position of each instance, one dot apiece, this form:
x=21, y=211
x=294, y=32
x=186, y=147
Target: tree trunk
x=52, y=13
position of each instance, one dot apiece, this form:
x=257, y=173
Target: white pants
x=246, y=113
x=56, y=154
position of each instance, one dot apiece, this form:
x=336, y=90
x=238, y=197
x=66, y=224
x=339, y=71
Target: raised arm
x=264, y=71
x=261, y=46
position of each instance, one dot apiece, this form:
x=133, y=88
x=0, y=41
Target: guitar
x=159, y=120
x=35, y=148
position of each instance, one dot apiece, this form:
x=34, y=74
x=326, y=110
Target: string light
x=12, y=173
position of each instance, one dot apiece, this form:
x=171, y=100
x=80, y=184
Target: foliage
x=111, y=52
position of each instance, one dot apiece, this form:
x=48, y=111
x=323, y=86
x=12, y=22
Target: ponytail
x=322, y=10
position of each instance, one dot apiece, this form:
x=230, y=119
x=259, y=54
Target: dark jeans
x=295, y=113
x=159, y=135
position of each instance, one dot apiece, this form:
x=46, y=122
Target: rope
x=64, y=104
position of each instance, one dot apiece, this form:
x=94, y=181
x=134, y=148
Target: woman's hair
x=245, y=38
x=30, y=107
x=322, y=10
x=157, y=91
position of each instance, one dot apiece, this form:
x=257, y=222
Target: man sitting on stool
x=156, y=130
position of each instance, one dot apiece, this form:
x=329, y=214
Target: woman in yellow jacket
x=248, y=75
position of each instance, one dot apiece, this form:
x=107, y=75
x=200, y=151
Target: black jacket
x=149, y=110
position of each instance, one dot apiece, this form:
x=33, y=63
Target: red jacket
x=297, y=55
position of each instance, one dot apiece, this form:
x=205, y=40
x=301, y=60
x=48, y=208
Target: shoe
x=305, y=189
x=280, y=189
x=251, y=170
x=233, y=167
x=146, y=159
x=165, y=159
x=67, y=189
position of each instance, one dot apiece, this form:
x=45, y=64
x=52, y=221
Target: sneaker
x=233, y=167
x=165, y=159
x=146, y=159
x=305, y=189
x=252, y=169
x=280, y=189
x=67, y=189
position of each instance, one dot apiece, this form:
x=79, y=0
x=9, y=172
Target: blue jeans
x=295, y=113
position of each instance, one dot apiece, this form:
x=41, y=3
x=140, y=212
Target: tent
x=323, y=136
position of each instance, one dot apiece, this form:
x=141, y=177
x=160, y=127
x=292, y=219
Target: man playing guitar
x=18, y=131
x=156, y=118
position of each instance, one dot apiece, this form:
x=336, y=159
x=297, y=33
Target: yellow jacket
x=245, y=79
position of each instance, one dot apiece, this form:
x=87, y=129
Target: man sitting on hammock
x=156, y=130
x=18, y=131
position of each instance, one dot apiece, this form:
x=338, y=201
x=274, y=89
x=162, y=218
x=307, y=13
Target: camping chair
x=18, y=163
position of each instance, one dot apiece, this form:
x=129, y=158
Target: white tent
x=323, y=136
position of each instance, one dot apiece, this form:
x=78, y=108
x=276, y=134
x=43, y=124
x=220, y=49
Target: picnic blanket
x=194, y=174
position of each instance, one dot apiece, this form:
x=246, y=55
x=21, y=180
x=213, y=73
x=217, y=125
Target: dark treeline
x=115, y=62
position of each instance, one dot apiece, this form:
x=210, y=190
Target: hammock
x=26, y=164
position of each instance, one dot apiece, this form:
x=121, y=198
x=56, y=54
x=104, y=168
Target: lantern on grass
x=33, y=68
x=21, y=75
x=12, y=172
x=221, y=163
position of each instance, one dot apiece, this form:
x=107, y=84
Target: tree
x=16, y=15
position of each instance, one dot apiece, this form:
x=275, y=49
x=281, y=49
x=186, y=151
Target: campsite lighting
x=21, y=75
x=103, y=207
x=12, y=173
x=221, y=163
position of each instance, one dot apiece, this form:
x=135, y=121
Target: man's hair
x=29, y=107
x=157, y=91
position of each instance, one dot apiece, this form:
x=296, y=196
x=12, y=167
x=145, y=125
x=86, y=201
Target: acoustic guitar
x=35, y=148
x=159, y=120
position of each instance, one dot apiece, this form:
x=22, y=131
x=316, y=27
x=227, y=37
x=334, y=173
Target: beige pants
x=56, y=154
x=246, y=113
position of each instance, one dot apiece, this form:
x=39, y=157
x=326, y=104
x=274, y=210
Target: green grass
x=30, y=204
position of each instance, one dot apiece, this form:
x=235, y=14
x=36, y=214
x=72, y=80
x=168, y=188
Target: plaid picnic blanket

-*-

| Aim |
Extract all of the data shown above without alteration.

| The result |
position of each instance, one dot apiece, this form:
x=21, y=211
x=294, y=32
x=186, y=147
Target: tree trunk
x=52, y=13
position of each instance, one dot apiece, this form:
x=257, y=173
Target: white pants
x=246, y=113
x=56, y=154
position of each instance, one dot apiece, this form:
x=336, y=90
x=238, y=197
x=66, y=224
x=339, y=71
Target: raised arm
x=264, y=71
x=261, y=46
position of each instance, one dot apiece, this form:
x=133, y=88
x=0, y=41
Target: guitar
x=159, y=120
x=35, y=148
position of each instance, one dot apiece, this form:
x=34, y=74
x=326, y=110
Target: string light
x=12, y=173
position of each instance, one dot apiece, this form:
x=171, y=100
x=80, y=184
Target: foliage
x=111, y=52
position of each instance, one dot apiece, this form:
x=48, y=111
x=323, y=86
x=12, y=22
Target: ponytail
x=322, y=10
position of each instance, one dot apiece, this form:
x=230, y=119
x=259, y=54
Target: dark jeans
x=295, y=113
x=159, y=135
position of each instance, one dot apiece, this form:
x=46, y=122
Target: rope
x=64, y=104
position of each instance, one dot apiece, this form:
x=94, y=181
x=134, y=148
Target: woman's hair
x=245, y=38
x=30, y=107
x=322, y=10
x=157, y=91
position of each instance, one dot apiece, this form:
x=257, y=222
Target: man sitting on stool
x=156, y=130
position of each instance, one dot apiece, this form:
x=329, y=214
Target: woman in yellow jacket
x=248, y=75
position of each instance, one dot apiece, this form:
x=107, y=75
x=200, y=151
Target: black jacket
x=149, y=110
position of each instance, one dot apiece, this form:
x=33, y=63
Target: red jacket
x=297, y=55
position of each instance, one dot apiece, this form:
x=205, y=40
x=301, y=60
x=48, y=208
Target: shoe
x=305, y=189
x=280, y=189
x=251, y=170
x=233, y=167
x=146, y=159
x=165, y=159
x=67, y=189
position of each instance, one dot apiece, this form:
x=45, y=64
x=52, y=221
Target: sneaker
x=233, y=167
x=165, y=159
x=146, y=159
x=305, y=189
x=252, y=169
x=280, y=189
x=67, y=189
position of each instance, one dot apiece, this form:
x=79, y=0
x=9, y=172
Target: blue jeans
x=295, y=113
position of each instance, one dot apiece, this form:
x=41, y=3
x=140, y=212
Target: tent
x=323, y=136
position of each instance, one dot apiece, this form:
x=141, y=177
x=160, y=127
x=292, y=219
Target: man playing guitar
x=18, y=131
x=156, y=118
position of each instance, one dot apiece, this form:
x=336, y=159
x=297, y=33
Target: yellow jacket
x=245, y=79
position of each instance, one dot apiece, this form:
x=87, y=129
Target: man sitting on hammock
x=156, y=130
x=18, y=131
position of each instance, one dot apiece, this form:
x=338, y=201
x=274, y=89
x=162, y=218
x=307, y=13
Target: camping chair
x=18, y=163
position of each instance, one dot apiece, this form:
x=129, y=158
Target: white tent
x=323, y=136
position of each instance, one dot apiece, this form:
x=78, y=108
x=276, y=134
x=43, y=124
x=220, y=49
Target: picnic blanket
x=194, y=174
position of each instance, one dot apiece, this form:
x=246, y=55
x=21, y=180
x=213, y=73
x=217, y=125
Target: dark treeline
x=115, y=62
position of each instance, one dot apiece, this form:
x=210, y=190
Target: hammock
x=26, y=164
position of each instance, one dot apiece, this form:
x=121, y=198
x=56, y=54
x=104, y=168
Target: lantern on grass
x=33, y=68
x=21, y=75
x=12, y=172
x=221, y=163
position of each instance, one dot apiece, this form:
x=107, y=84
Target: tree
x=16, y=15
position of each instance, one dot apiece, this form:
x=275, y=49
x=281, y=49
x=186, y=151
Target: campsite lighting
x=21, y=75
x=103, y=207
x=12, y=173
x=221, y=163
position of each instance, one dot apiece, this form:
x=135, y=121
Target: man's hair
x=29, y=107
x=157, y=91
position of each instance, one dot apiece, this form:
x=296, y=196
x=12, y=167
x=145, y=125
x=86, y=201
Target: acoustic guitar
x=35, y=148
x=159, y=120
position of each instance, one dot apiece, this form:
x=22, y=131
x=316, y=27
x=227, y=37
x=334, y=173
Target: beige pants
x=56, y=154
x=246, y=113
position of each instance, one dot apiece, this form:
x=39, y=157
x=326, y=104
x=274, y=210
Target: green grass
x=30, y=204
position of each instance, one dot apiece, this form:
x=235, y=14
x=36, y=214
x=72, y=80
x=168, y=188
Target: plaid picnic blanket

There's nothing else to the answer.